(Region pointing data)
|---|
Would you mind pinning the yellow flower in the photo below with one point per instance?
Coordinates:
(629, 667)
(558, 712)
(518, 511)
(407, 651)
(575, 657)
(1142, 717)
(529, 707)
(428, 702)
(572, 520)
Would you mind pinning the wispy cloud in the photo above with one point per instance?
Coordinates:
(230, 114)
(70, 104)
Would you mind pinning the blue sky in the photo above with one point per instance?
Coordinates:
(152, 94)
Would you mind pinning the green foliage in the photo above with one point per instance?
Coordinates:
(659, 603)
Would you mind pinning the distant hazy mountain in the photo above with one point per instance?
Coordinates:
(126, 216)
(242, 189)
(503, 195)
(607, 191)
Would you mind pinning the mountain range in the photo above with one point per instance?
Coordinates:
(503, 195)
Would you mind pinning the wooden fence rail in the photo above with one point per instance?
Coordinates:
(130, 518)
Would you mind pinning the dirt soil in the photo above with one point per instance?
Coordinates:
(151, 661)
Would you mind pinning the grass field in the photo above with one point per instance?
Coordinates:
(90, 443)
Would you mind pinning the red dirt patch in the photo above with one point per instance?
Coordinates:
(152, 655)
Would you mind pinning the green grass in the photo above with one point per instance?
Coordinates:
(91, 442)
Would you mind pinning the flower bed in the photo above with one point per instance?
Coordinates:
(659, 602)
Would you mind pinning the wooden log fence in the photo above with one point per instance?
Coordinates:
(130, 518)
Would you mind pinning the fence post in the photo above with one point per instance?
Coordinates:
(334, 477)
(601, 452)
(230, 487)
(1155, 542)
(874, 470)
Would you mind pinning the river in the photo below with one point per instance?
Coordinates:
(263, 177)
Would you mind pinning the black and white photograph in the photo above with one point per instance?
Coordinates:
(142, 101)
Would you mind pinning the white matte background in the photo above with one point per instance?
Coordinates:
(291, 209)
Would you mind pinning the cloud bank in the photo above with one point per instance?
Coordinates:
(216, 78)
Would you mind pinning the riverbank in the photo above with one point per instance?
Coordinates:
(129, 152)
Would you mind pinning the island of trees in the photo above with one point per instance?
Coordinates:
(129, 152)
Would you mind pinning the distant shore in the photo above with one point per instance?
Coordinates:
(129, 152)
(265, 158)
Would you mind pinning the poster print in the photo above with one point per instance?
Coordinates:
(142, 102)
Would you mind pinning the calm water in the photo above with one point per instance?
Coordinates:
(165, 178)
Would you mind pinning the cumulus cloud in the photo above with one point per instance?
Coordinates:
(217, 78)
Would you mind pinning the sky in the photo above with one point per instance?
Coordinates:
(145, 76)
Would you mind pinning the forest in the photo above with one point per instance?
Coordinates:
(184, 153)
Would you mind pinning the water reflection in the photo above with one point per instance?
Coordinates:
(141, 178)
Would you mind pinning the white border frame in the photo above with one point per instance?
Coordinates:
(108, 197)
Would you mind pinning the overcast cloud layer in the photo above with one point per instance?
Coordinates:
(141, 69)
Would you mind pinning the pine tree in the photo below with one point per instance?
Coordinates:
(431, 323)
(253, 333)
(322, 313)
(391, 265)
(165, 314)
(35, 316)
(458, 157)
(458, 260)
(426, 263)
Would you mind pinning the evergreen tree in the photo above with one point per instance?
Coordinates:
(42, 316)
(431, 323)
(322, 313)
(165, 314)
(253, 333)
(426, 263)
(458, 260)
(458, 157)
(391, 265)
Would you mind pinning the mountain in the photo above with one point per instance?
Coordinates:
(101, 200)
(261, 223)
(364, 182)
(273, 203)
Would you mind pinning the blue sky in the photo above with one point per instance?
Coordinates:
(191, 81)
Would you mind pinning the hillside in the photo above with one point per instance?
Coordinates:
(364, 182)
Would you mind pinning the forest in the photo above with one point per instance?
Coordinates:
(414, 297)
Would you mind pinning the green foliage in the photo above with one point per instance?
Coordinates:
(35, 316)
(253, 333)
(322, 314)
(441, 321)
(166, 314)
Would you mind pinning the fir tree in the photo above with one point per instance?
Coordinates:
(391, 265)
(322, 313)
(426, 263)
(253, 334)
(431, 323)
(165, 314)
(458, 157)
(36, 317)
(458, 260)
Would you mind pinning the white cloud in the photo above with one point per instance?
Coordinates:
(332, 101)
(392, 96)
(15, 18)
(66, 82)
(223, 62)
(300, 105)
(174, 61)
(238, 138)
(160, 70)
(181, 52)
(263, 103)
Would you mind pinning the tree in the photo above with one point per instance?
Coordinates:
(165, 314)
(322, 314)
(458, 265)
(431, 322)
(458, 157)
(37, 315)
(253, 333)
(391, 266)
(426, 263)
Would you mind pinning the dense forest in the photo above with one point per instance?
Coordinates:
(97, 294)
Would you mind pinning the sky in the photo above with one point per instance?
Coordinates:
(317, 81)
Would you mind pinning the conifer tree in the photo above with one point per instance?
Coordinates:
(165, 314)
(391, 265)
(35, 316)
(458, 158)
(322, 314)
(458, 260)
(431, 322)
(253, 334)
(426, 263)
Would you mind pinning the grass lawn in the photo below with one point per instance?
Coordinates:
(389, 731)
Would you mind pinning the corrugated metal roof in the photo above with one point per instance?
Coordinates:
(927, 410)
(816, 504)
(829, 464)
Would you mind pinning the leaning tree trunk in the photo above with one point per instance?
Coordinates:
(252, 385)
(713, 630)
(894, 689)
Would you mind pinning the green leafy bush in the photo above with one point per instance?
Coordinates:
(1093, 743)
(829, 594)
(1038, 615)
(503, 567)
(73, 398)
|---|
Exercise objective: Scan the entries above and copy each line where "distant" occurs.

Task solution:
Would you mind pinning the distant hazy mountain in the photo above with one point per instance?
Would you mind pinning the distant shore in the photo above with one point per instance?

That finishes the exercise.